(DATA ENTRIES)

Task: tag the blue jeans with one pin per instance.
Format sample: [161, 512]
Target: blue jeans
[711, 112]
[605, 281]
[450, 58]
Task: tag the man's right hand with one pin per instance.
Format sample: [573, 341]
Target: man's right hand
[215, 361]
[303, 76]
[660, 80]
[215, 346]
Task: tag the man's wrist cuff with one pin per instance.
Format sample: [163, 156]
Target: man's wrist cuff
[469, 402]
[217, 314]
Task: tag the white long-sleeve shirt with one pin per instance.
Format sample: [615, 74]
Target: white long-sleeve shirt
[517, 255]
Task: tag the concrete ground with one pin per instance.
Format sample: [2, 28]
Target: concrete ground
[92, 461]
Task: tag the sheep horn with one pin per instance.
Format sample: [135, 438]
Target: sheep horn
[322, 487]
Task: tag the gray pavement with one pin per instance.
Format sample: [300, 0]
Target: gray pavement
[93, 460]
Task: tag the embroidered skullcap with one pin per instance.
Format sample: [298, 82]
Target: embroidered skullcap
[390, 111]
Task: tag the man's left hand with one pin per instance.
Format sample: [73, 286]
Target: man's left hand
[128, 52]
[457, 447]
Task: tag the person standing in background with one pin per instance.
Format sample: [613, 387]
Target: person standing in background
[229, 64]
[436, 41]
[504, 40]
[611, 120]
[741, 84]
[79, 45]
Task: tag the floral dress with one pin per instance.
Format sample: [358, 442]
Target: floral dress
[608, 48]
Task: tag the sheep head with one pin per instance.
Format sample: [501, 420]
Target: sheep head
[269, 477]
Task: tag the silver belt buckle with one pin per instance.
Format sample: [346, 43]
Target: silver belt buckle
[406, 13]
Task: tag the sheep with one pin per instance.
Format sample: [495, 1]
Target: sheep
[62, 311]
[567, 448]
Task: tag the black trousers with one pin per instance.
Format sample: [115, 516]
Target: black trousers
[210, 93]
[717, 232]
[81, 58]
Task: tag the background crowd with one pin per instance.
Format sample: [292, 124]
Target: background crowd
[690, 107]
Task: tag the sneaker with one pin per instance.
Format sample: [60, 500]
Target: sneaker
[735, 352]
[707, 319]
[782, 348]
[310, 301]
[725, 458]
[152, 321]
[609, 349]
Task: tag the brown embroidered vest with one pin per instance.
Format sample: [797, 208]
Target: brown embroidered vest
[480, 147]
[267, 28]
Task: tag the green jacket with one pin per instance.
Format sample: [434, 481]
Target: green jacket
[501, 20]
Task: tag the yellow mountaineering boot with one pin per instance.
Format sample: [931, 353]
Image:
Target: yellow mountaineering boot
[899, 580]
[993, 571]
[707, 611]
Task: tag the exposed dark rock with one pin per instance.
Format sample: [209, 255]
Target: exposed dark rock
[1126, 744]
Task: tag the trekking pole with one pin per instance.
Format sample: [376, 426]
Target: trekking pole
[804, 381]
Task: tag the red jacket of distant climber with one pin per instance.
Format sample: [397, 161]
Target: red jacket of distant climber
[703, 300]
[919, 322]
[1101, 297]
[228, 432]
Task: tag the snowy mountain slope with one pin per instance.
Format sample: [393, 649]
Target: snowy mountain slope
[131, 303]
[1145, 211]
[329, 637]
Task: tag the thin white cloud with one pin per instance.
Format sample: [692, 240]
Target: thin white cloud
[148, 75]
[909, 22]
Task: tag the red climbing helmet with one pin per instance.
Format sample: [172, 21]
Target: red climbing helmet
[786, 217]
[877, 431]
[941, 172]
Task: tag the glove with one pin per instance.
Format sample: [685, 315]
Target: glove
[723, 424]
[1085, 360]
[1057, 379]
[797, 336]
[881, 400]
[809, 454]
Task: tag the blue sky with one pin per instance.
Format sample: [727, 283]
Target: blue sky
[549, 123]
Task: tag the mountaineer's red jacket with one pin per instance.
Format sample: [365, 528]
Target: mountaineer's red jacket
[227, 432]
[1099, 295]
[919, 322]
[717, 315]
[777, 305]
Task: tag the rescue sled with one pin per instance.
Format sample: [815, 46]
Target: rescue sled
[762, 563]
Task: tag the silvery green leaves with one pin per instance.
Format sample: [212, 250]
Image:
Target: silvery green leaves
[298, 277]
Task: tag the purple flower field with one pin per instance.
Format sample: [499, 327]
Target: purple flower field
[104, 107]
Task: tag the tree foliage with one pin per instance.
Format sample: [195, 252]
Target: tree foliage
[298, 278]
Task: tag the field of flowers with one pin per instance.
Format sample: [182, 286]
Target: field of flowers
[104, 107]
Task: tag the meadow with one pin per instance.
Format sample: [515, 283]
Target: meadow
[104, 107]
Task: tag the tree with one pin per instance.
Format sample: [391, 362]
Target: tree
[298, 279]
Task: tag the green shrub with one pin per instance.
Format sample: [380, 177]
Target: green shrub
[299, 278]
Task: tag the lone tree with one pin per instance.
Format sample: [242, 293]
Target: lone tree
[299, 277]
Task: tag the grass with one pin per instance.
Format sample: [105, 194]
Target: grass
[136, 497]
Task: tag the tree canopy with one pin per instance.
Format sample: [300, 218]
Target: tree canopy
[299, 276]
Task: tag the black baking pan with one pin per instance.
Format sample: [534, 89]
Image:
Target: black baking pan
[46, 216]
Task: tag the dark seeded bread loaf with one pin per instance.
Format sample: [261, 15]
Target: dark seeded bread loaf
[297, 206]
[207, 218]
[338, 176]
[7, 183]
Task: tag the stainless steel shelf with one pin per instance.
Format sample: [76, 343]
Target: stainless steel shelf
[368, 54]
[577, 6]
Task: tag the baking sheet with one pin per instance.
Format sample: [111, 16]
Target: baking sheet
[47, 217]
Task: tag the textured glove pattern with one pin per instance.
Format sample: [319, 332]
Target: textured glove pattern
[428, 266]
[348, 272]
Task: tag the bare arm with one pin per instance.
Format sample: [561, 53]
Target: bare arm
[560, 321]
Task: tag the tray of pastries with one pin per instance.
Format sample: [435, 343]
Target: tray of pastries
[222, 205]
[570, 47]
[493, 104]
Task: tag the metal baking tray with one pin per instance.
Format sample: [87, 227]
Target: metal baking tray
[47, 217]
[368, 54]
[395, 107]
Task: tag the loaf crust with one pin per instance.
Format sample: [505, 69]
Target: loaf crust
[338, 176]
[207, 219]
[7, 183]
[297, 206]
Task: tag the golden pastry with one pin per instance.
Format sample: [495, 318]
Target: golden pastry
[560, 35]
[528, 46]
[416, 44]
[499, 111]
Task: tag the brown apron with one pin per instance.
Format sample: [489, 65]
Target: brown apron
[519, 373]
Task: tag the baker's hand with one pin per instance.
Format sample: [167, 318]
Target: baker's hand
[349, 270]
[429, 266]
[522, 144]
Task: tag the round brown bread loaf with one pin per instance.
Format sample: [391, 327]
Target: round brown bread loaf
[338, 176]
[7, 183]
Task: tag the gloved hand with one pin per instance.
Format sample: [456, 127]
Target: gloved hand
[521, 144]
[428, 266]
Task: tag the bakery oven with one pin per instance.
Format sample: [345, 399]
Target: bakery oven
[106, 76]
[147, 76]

(CHALLENGE) Give the material above again, word for word.

(WORKED ANSWER)
Task: tag the blue jeans with one pin per instance.
Format sample: [161, 512]
Target: blue jeans
[711, 112]
[605, 281]
[450, 58]
Task: tag the man's right hand with one pin per instance.
Format sample: [573, 341]
Target: man's right hand
[215, 361]
[303, 76]
[660, 80]
[215, 346]
Task: tag the man's wrist cuff with one pin per instance.
Format sample: [163, 156]
Target: man's wrist cuff
[469, 402]
[217, 314]
Task: tag the white long-sleeve shirt with one pin per instance.
Format sample: [615, 74]
Target: white long-sleeve shirt
[517, 255]
Task: tag the concrete ground with one pin per instance.
Format sample: [2, 28]
Target: concrete ground
[92, 461]
Task: tag the sheep horn with one pin per instance.
Format sample: [135, 438]
Target: sheep horn
[322, 487]
Task: tag the gray pavement with one pin per instance.
Format sample: [300, 0]
Target: gray pavement
[93, 460]
Task: tag the embroidered skullcap with one pin per instance.
Format sample: [298, 82]
Target: embroidered skullcap
[390, 111]
Task: tag the man's left hand with one pin per instance.
Format sample: [73, 286]
Target: man's left hand
[128, 52]
[457, 447]
Task: tag the person standing in background with one pin per instance.
Format sample: [613, 387]
Target: person standing in background
[229, 64]
[436, 41]
[504, 40]
[611, 120]
[741, 84]
[79, 45]
Task: tag the floral dress with one pin per instance.
Format sample: [358, 442]
Target: floral dress
[608, 48]
Task: tag the sheep head with one pin per instance.
Format sample: [501, 420]
Target: sheep head
[269, 477]
Task: tag the silver belt buckle with one pin per instance.
Format sample: [346, 43]
Target: silver belt buckle
[406, 13]
Task: tag the sheep with one pin per instance.
Format sample: [495, 1]
Target: sheep
[62, 311]
[567, 448]
Task: tag the black trousers with one pin per instance.
Format sample: [115, 516]
Target: black trousers
[210, 93]
[717, 232]
[81, 58]
Task: tag the background crowd with one pin per instance.
Format sample: [292, 124]
Target: background crowd
[690, 107]
Task: tag the sneaker with one pin per instance.
Format sample: [60, 500]
Target: sneaker
[735, 352]
[707, 319]
[782, 348]
[310, 301]
[725, 458]
[152, 321]
[609, 349]
Task: tag the brown embroidered vest with one pin per instance.
Format sample: [797, 208]
Target: brown embroidered vest
[480, 147]
[267, 28]
Task: tag the green jacket with one pin per instance.
Format sample: [434, 481]
Target: green jacket
[501, 20]
Task: tag the yellow mountaineering boot with one pin per instance.
Format sample: [931, 353]
Image:
Target: yellow mountaineering boot
[899, 580]
[993, 571]
[707, 611]
Task: tag the exposed dark rock with one pin per instance.
Format sample: [209, 255]
Target: exposed dark rock
[1126, 744]
Task: tag the trekking pole with one pin per instance.
Format sample: [376, 426]
Target: trekking pole
[804, 381]
Task: tag the red jacket of distant climber with one pin per instance.
Format sample: [397, 161]
Target: red jacket of distant climber
[703, 300]
[919, 322]
[1101, 297]
[228, 432]
Task: tag the snowy mountain slope with one pin per instance.
Format sample: [393, 649]
Target: snowy mountain slope
[131, 303]
[1145, 211]
[329, 637]
Task: tag the thin white cloud with one pin per instance.
Format sample: [692, 240]
Target: thin white cloud
[148, 75]
[909, 22]
Task: tag the red climbing helmet with one pin per instance.
Format sample: [172, 21]
Target: red climbing helmet
[786, 217]
[877, 431]
[941, 172]
Task: tag the glove with one pin per instance.
Format sample: [685, 315]
Target: glove
[723, 424]
[1085, 360]
[1057, 379]
[797, 336]
[881, 400]
[809, 454]
Task: tag the blue sky with one pin per instance.
Format sample: [727, 283]
Target: blue sky
[549, 123]
Task: tag the mountaineer's red jacket with one pin per instance.
Format sample: [365, 528]
Target: mountaineer's red jacket
[227, 432]
[1099, 295]
[919, 322]
[717, 315]
[777, 305]
Task: tag the rescue sled with one pin per instance.
Format sample: [815, 46]
Target: rescue sled
[762, 563]
Task: tag the silvery green leaves with one pin per instance.
Format sample: [212, 250]
Image:
Target: silvery green leaves
[298, 277]
Task: tag the purple flower field with one pin per instance.
Format sample: [499, 327]
Target: purple flower field
[104, 107]
Task: tag the tree foliage with one pin per instance.
Format sample: [195, 252]
Target: tree foliage
[298, 278]
Task: tag the field of flowers with one pin per instance.
Format sample: [182, 286]
Target: field of flowers
[104, 107]
Task: tag the meadow with one pin per instance.
Format sample: [515, 283]
Target: meadow
[104, 107]
Task: tag the tree with one pin per instance.
Format sample: [391, 362]
Target: tree
[298, 279]
Task: tag the green shrub with one pin per instance.
Format sample: [380, 177]
Target: green shrub
[299, 278]
Task: tag the lone tree with one pin per instance.
Format sample: [242, 293]
Target: lone tree
[299, 277]
Task: tag the grass with one pin per instance.
Format sample: [105, 194]
Target: grass
[136, 497]
Task: tag the tree canopy with one pin per instance.
Format sample: [300, 218]
Target: tree canopy
[299, 276]
Task: tag the black baking pan with one pin per instance.
Format sample: [534, 89]
Image:
Target: black baking pan
[46, 216]
Task: tag the dark seeded bread loaf with one pin per instance.
Format sample: [261, 15]
Target: dark seeded bread loaf
[297, 206]
[207, 218]
[338, 176]
[7, 183]
Task: tag the stainless steel shelf with one pin per instance.
Format sample: [76, 343]
Target: stainless steel shelf
[368, 54]
[577, 6]
Task: tag the baking sheet with one pin per instance.
Format sample: [111, 16]
Target: baking sheet
[47, 217]
Task: tag the textured glove pattern with one pin per instance.
Format sample: [319, 332]
Target: textured glove pattern
[428, 266]
[348, 272]
Task: tag the bare arm with one pin per instance.
Format sample: [561, 53]
Target: bare arm
[560, 321]
Task: tag the tray of pastries with one pin per instance.
Format sample: [435, 343]
Target: tray of pastries
[222, 205]
[570, 47]
[493, 104]
Task: tag the metal baking tray with one pin per instance.
Format sample: [87, 227]
Target: metal baking tray
[47, 217]
[368, 54]
[395, 107]
Task: tag the loaf crust with one pin per instance.
Format sample: [505, 69]
Target: loaf crust
[338, 176]
[207, 219]
[7, 183]
[297, 206]
Task: tag the golden pastry with one pin per instance.
Format sample: [495, 318]
Target: golden pastry
[560, 35]
[528, 46]
[416, 44]
[499, 111]
Task: tag the brown apron with one pin per instance.
Format sample: [489, 65]
Target: brown apron
[519, 373]
Task: tag the baker's hand with one pin per instance.
Format sample: [167, 318]
Target: baker's hand
[349, 270]
[429, 266]
[522, 144]
Task: tag the round brown bread loaf with one pin per instance.
Format sample: [391, 327]
Target: round brown bread loaf
[338, 176]
[7, 183]
Task: tag the gloved hand with one pin per instance.
Format sample: [456, 127]
Target: gloved hand
[521, 144]
[428, 266]
Task: tag the bakery oven with one pin per instance.
Format sample: [345, 399]
Target: bakery oven
[106, 76]
[147, 76]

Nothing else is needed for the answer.